## Aim of the task
Each line below needs to be returned exactly. Skip any picture.

----- Excerpted data

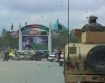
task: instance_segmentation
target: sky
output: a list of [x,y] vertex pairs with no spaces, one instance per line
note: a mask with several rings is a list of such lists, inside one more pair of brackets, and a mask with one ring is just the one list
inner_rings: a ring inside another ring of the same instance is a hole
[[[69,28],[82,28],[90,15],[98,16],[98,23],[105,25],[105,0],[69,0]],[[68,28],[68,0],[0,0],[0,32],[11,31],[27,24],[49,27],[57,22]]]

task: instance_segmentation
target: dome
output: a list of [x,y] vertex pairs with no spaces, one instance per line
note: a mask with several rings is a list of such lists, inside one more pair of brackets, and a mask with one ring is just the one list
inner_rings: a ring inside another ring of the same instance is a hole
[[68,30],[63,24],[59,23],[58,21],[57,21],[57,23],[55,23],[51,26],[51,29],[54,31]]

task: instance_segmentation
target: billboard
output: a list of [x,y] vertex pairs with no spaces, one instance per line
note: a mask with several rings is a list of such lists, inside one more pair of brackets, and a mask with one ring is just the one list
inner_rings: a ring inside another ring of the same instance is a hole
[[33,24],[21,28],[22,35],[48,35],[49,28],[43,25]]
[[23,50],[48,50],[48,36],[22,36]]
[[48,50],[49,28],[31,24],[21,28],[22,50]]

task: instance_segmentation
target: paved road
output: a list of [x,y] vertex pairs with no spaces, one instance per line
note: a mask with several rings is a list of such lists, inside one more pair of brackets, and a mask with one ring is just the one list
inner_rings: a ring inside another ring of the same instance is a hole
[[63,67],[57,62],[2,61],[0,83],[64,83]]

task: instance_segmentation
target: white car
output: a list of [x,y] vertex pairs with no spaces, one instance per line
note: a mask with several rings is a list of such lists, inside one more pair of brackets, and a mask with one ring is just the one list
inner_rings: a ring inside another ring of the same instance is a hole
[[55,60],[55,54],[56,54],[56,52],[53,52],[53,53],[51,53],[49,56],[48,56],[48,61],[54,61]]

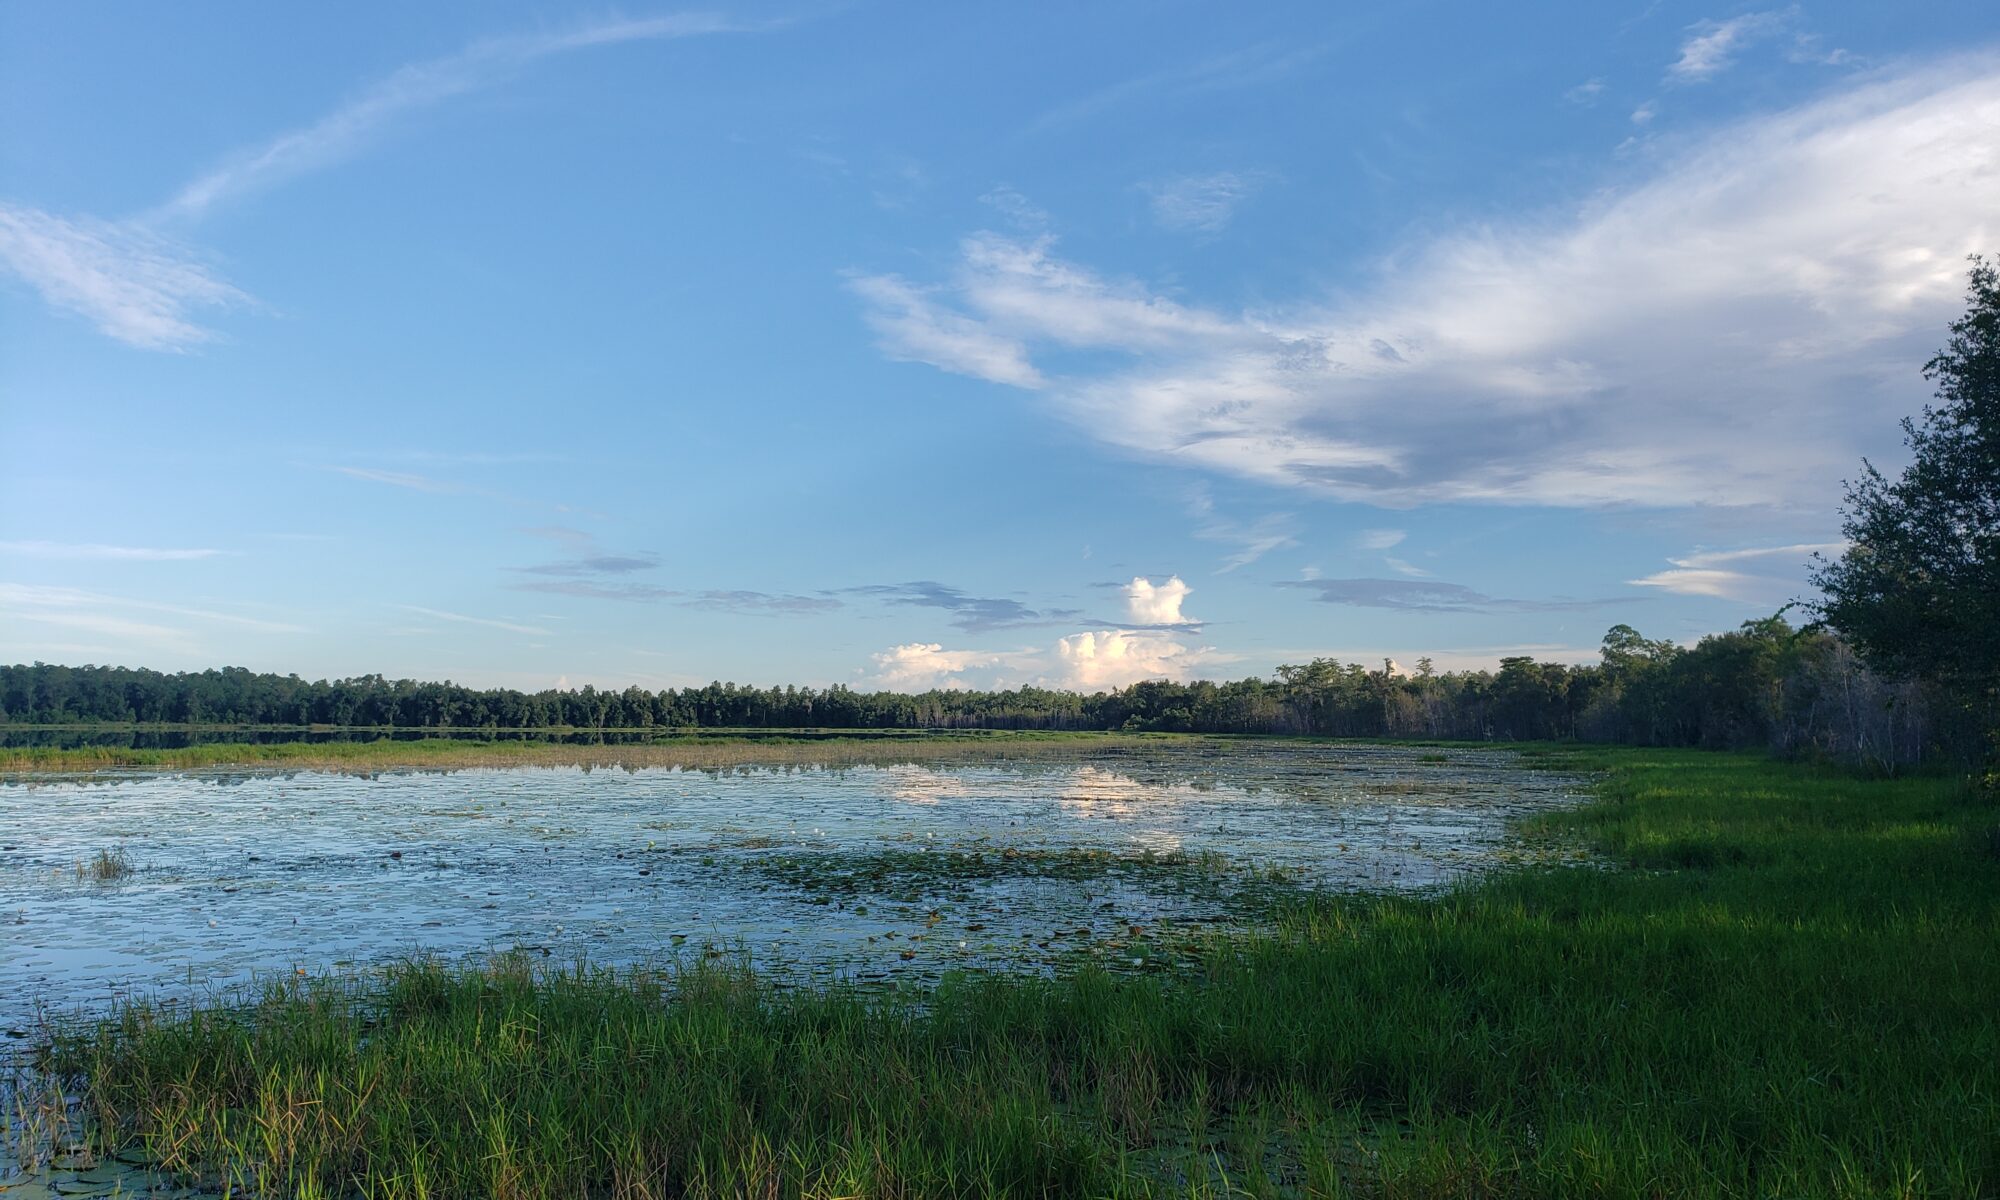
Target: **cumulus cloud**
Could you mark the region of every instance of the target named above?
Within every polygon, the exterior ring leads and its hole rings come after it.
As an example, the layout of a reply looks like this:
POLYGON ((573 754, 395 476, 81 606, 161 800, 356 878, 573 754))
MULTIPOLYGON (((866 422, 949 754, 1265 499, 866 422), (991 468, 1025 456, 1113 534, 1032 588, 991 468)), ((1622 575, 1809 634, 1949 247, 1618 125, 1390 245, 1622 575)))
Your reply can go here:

----------

## Completed exercise
task: instance_segmentation
target: sky
output: a list of [x,y] vertex pairs with no spaces, one instance per line
note: a mask with several rings is a list of such lists, inside one more pair of brackets, and a mask with one ring is just the one list
inner_rings: a ring inside another ring of the same instance is a hole
[[[69,28],[82,28],[90,15],[98,16],[98,23],[105,25],[105,0],[69,0]],[[68,28],[68,0],[0,0],[0,32],[11,31],[27,24],[49,27],[57,22]]]

task: instance_segmentation
target: dome
output: a list of [x,y] vertex pairs with no spaces, one instance per line
note: a mask with several rings is a list of such lists, inside one more pair of brackets, and a mask with one ring is just the one list
inner_rings: a ring inside another ring of the same instance is a hole
[[68,30],[63,24],[59,23],[58,21],[57,21],[57,23],[55,23],[51,26],[51,29],[54,31]]

task: instance_segmentation
target: billboard
output: a list of [x,y] vertex pairs with no spaces, one instance per line
note: a mask with several rings is a list of such lists, inside one more pair of brackets, and a mask with one ring is just the one list
inner_rings: a ring inside another ring of the same instance is a hole
[[33,24],[21,28],[22,35],[48,35],[49,28],[43,25]]
[[23,50],[48,50],[48,36],[22,36]]
[[48,50],[49,28],[31,24],[21,28],[22,50]]

task: instance_segmentation
target: paved road
output: a list of [x,y] vertex pairs with no spaces, one instance per line
note: a mask with several rings is a list of such lists, inside one more pair of brackets, and a mask with one ring is just the one list
inner_rings: a ring inside another ring of the same instance is a hole
[[63,67],[57,62],[2,61],[0,83],[64,83]]

task: instance_segmentation
target: white car
output: a list of [x,y] vertex pairs with no spaces, one instance per line
note: a mask with several rings is a list of such lists, inside one more pair of brackets, and a mask with one ring is just the one list
inner_rings: a ring inside another ring of the same instance is a hole
[[55,60],[55,54],[56,54],[56,52],[53,52],[53,53],[51,53],[49,56],[48,56],[48,61],[54,61]]

Target: **cumulus cloud**
Could you mark the region of every instance of the target named above?
Within every polygon, the exterior ring leads and its hole rings come after it.
As an example, the layout of a reply looks like this:
POLYGON ((573 754, 395 476, 81 606, 161 800, 356 878, 573 754))
MULTIPOLYGON (((866 422, 949 754, 1265 499, 866 422), (991 468, 1025 456, 1113 534, 1032 588, 991 468)), ((1622 575, 1809 634, 1949 247, 1618 125, 1390 245, 1622 575)))
Your reply can go here:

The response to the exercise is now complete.